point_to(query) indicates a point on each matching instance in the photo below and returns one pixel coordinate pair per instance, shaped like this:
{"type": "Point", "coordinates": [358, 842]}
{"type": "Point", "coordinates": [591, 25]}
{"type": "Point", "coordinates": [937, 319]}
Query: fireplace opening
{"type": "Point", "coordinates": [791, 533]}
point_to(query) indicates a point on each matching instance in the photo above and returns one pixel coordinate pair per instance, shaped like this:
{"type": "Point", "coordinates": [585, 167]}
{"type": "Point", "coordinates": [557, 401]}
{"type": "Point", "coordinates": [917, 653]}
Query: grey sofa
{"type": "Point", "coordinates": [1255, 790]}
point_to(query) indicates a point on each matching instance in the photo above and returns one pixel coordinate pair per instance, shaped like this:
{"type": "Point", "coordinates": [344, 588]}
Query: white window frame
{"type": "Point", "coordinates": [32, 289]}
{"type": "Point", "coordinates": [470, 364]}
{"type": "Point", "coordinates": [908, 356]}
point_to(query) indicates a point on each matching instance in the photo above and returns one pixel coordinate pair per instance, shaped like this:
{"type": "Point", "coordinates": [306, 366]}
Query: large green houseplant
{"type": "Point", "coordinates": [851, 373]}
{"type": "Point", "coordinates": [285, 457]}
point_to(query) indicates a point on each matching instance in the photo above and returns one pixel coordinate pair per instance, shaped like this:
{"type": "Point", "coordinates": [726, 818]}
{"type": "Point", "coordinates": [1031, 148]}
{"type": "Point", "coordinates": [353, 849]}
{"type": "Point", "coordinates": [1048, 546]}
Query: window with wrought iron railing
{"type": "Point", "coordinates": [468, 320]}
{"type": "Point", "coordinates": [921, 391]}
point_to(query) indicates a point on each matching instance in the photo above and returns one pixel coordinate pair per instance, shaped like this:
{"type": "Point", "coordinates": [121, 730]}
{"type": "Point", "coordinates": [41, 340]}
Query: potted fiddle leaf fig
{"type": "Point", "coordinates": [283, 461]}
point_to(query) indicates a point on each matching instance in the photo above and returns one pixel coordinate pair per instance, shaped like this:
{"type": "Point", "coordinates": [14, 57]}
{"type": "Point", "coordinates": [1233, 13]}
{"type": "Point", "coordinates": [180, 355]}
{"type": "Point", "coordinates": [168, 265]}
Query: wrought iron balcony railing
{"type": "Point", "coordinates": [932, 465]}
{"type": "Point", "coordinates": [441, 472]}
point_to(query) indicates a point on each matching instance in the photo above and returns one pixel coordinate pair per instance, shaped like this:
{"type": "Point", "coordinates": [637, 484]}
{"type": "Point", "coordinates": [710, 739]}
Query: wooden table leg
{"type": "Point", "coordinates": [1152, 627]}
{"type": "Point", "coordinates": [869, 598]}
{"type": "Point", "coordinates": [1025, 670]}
---+---
TO DO -> Reproduce the material in full. Keep it identical to the original.

ANSWER TO THIS TASK ->
point_to(query) indicates a point on each matching instance in the photo below and returns one pixel coordinate pair per instance, shaped like this:
{"type": "Point", "coordinates": [358, 842]}
{"type": "Point", "coordinates": [591, 25]}
{"type": "Point", "coordinates": [937, 319]}
Query: fireplace opening
{"type": "Point", "coordinates": [791, 533]}
point_to(query) indicates a point on each matching instance in the photo above and returns one pixel coordinate pair per instance, shaped like this:
{"type": "Point", "coordinates": [585, 167]}
{"type": "Point", "coordinates": [557, 401]}
{"type": "Point", "coordinates": [917, 653]}
Query: grey sofa
{"type": "Point", "coordinates": [1255, 790]}
point_to(query) indicates a point on each matching instance in the photo above and returns one pixel coordinate pair per instance, shaped like this:
{"type": "Point", "coordinates": [344, 588]}
Query: white window frame
{"type": "Point", "coordinates": [32, 289]}
{"type": "Point", "coordinates": [470, 364]}
{"type": "Point", "coordinates": [908, 356]}
point_to(query) indicates a point on each matching instance in the photo above and returns one pixel coordinate pair per instance, shaped like this:
{"type": "Point", "coordinates": [306, 366]}
Query: large green houseplant
{"type": "Point", "coordinates": [851, 373]}
{"type": "Point", "coordinates": [285, 457]}
point_to(query) indicates a point on each matching instance in the photo above and returns one pixel coordinate pair per instance, shaped like this:
{"type": "Point", "coordinates": [726, 818]}
{"type": "Point", "coordinates": [1031, 148]}
{"type": "Point", "coordinates": [353, 849]}
{"type": "Point", "coordinates": [1048, 546]}
Query: window with wrought iron railing
{"type": "Point", "coordinates": [468, 320]}
{"type": "Point", "coordinates": [921, 391]}
point_to(query) indicates a point on each matching instance in the photo above and returns one pixel coordinate pair per instance, shaped like this:
{"type": "Point", "coordinates": [121, 730]}
{"type": "Point", "coordinates": [41, 340]}
Query: potted fiddle leaf fig
{"type": "Point", "coordinates": [283, 461]}
point_to(query) indicates a point on each matching instance in the photo above and returns one pixel coordinate pair per instance, shaped like this:
{"type": "Point", "coordinates": [14, 57]}
{"type": "Point", "coordinates": [1233, 13]}
{"type": "Point", "coordinates": [180, 355]}
{"type": "Point", "coordinates": [168, 265]}
Query: wrought iron balcony railing
{"type": "Point", "coordinates": [932, 465]}
{"type": "Point", "coordinates": [441, 472]}
point_to(query) indicates a point on each matching instance in the photo above and returns one pixel coordinate pair per instance, shaped like this:
{"type": "Point", "coordinates": [637, 484]}
{"type": "Point", "coordinates": [710, 739]}
Query: wooden table leg
{"type": "Point", "coordinates": [1152, 627]}
{"type": "Point", "coordinates": [869, 598]}
{"type": "Point", "coordinates": [1025, 670]}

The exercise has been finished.